PROBLEM DETAILS: Could you render the lines below as a Markdown table with a Row column numbering them and a Line column holding each one, leaving out any blank lines?

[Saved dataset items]
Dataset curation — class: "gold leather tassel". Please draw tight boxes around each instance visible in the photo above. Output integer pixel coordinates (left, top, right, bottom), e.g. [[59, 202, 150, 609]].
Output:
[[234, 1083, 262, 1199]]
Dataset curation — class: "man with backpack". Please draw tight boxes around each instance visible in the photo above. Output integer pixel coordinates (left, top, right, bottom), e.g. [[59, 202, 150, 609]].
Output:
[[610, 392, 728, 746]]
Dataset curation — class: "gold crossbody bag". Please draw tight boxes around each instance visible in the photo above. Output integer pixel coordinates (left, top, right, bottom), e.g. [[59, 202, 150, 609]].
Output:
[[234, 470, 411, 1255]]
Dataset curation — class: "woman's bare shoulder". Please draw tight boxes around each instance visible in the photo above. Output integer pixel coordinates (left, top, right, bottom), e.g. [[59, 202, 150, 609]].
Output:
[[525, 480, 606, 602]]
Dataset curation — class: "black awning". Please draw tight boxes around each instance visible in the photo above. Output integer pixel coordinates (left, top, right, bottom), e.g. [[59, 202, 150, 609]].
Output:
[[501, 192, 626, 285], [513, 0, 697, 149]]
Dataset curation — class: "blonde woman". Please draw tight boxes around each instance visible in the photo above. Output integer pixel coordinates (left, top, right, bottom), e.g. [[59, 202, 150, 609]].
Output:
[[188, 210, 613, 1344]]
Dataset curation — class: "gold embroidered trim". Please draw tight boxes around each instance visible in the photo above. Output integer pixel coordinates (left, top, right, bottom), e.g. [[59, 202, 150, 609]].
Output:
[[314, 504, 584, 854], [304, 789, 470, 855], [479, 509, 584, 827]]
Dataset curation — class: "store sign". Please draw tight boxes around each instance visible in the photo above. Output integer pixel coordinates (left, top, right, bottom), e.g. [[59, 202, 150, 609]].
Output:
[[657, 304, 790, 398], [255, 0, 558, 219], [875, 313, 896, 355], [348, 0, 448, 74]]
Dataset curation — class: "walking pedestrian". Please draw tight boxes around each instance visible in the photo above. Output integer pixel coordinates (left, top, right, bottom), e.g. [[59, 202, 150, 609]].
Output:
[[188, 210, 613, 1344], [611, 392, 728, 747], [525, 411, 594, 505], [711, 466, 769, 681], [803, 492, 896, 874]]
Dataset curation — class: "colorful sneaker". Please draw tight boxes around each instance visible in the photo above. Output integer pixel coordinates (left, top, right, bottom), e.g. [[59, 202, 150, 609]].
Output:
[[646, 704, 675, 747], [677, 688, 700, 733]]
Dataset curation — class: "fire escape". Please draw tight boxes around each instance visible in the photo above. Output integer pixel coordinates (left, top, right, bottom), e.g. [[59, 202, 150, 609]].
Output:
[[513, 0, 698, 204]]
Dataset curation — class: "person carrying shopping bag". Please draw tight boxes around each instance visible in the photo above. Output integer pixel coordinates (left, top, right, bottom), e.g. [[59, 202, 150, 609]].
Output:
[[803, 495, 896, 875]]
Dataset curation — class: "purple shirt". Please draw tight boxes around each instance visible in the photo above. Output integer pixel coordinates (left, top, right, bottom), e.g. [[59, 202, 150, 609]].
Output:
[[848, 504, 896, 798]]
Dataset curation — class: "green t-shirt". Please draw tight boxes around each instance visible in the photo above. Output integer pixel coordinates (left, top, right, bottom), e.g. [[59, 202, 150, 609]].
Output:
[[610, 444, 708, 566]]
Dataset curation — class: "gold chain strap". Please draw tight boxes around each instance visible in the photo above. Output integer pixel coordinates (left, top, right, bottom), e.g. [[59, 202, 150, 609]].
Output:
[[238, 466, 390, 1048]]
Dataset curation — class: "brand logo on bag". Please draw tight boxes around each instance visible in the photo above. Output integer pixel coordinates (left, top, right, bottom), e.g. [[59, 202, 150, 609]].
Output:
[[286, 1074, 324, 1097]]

COMPLETE RESPONSE:
| Row | Line |
|---|---|
| 1 | Dataset curation — class: "gold leather tassel". Please draw tight boxes around each instance visible in the photo above. Output integer pixel coordinates (left, top, right, bottom), e.g. [[59, 202, 150, 609]]. |
| 2 | Output: |
| 3 | [[234, 1083, 262, 1199]] |
| 4 | Dataset curation — class: "man with backpack". Please draw tight boxes around each instance visible in the photo above. Output integer pixel coordinates (left, top, right, bottom), e.g. [[59, 202, 150, 609]]. |
| 5 | Output: |
| 6 | [[610, 392, 728, 746]] |
| 7 | Dataset curation — class: "gold crossbody bag". Please draw tight boxes around each instance visible in the photo above. Output integer pixel coordinates (left, top, right, bottom), e.g. [[59, 202, 150, 609]]. |
| 8 | Output: |
| 9 | [[234, 470, 411, 1255]] |
| 10 | Dataset curation — class: "woman's bare shoulder". Please draw tight boxes around each instance visible in the photo above. Output integer pixel coordinates (left, top, right, bottom), e.g. [[59, 202, 150, 609]]. |
| 11 | Output: |
| 12 | [[525, 480, 606, 602]] |
| 13 | Dataset curation — class: "black awning". Please draw tight boxes around each instance visible in the photo above. Output integer pixel coordinates (left, top, right, bottom), e.g. [[59, 202, 150, 609]]. |
| 14 | Output: |
| 15 | [[501, 192, 626, 285], [513, 0, 697, 149]] |
| 16 | Dataset curation — class: "blonde woman". Please draw tight boxes around each instance visible in the photo above. Output integer pixel coordinates (left, top, right, bottom), e.g. [[59, 202, 150, 609]]. |
| 17 | Output: |
| 18 | [[188, 210, 613, 1344]] |
| 19 | Dataset curation — class: "gold embroidered trim". Please draw tight boxes around each instance visible in the photo above. Output integer pixel coordinates (left, top, right, bottom), e.g. [[59, 202, 150, 609]]. |
| 20 | Output: |
| 21 | [[314, 504, 584, 854], [304, 789, 470, 855], [479, 509, 584, 827]] |
| 22 | Dataset curation — class: "store sign". Please draw tight boxes around each instance visible in the photo above. Output integer pixel coordinates (left, top, right, bottom), e.g. [[59, 202, 150, 609]]. |
| 23 | Output: |
| 24 | [[657, 304, 790, 398], [255, 0, 558, 219], [875, 313, 896, 355], [348, 0, 448, 74]] |
| 25 | Dataset curation — class: "walking pedestrian". Please draw tight boxes around each instance visible in the photo above. Output integer pixel coordinates (left, top, right, bottom), e.g. [[59, 202, 150, 609]]. |
| 26 | Output: |
| 27 | [[188, 210, 613, 1344], [611, 392, 728, 747], [525, 411, 594, 505], [711, 466, 769, 681], [803, 492, 896, 874]] |
| 28 | Dataset curation — class: "colorful sneaker". Please draw tight boxes around each instance visible in the photo above. Output integer pixel coordinates (left, top, right, bottom), e.g. [[59, 202, 150, 609]]. |
| 29 | Output: |
| 30 | [[646, 704, 675, 747], [677, 688, 700, 733]] |
| 31 | Dataset curation — class: "fire escape". Please draw tight boxes around each instance visible in the photo above. Output integer pixel coordinates (left, top, right, bottom), e.g. [[59, 202, 150, 609]]. |
| 32 | Output: |
| 33 | [[513, 0, 698, 204]] |
| 34 | Dataset curation — class: "person carrying shopping bag". Please draw tight boxes around each instance visible in the photo above. Output integer pixel coordinates (left, top, right, bottom), e.g. [[59, 202, 150, 609]]. |
| 35 | Output: |
| 36 | [[803, 495, 896, 875]] |
| 37 | Dataset curation — class: "purple shirt". Please draw tight boxes around each instance visible in the photo above. Output integer pixel coordinates (left, top, right, bottom), e.g. [[59, 202, 150, 609]]. |
| 38 | Output: |
| 39 | [[848, 504, 896, 798]] |
| 40 | Dataset curation — class: "green t-shirt". Please draw tight boxes around each instance visible in the photo above. Output integer pixel coordinates (left, top, right, bottom), e.g. [[59, 202, 150, 609]]. |
| 41 | Output: |
| 42 | [[610, 444, 708, 566]] |
| 43 | Dataset curation — class: "gold chain strap". Please draw tight boxes around each instance visible in the photo above. Output integer pixel coordinates (left, top, right, bottom), e.g. [[59, 202, 150, 609]]. |
| 44 | Output: |
| 45 | [[238, 466, 390, 1048]] |
| 46 | Dataset curation — class: "brand logo on bag". Please draw tight boxes around each instance visible in the photo above. Output integer pixel coordinates (left, top, right, bottom), e.g. [[59, 202, 150, 609]]. |
| 47 | Output: |
| 48 | [[286, 1074, 324, 1097]] |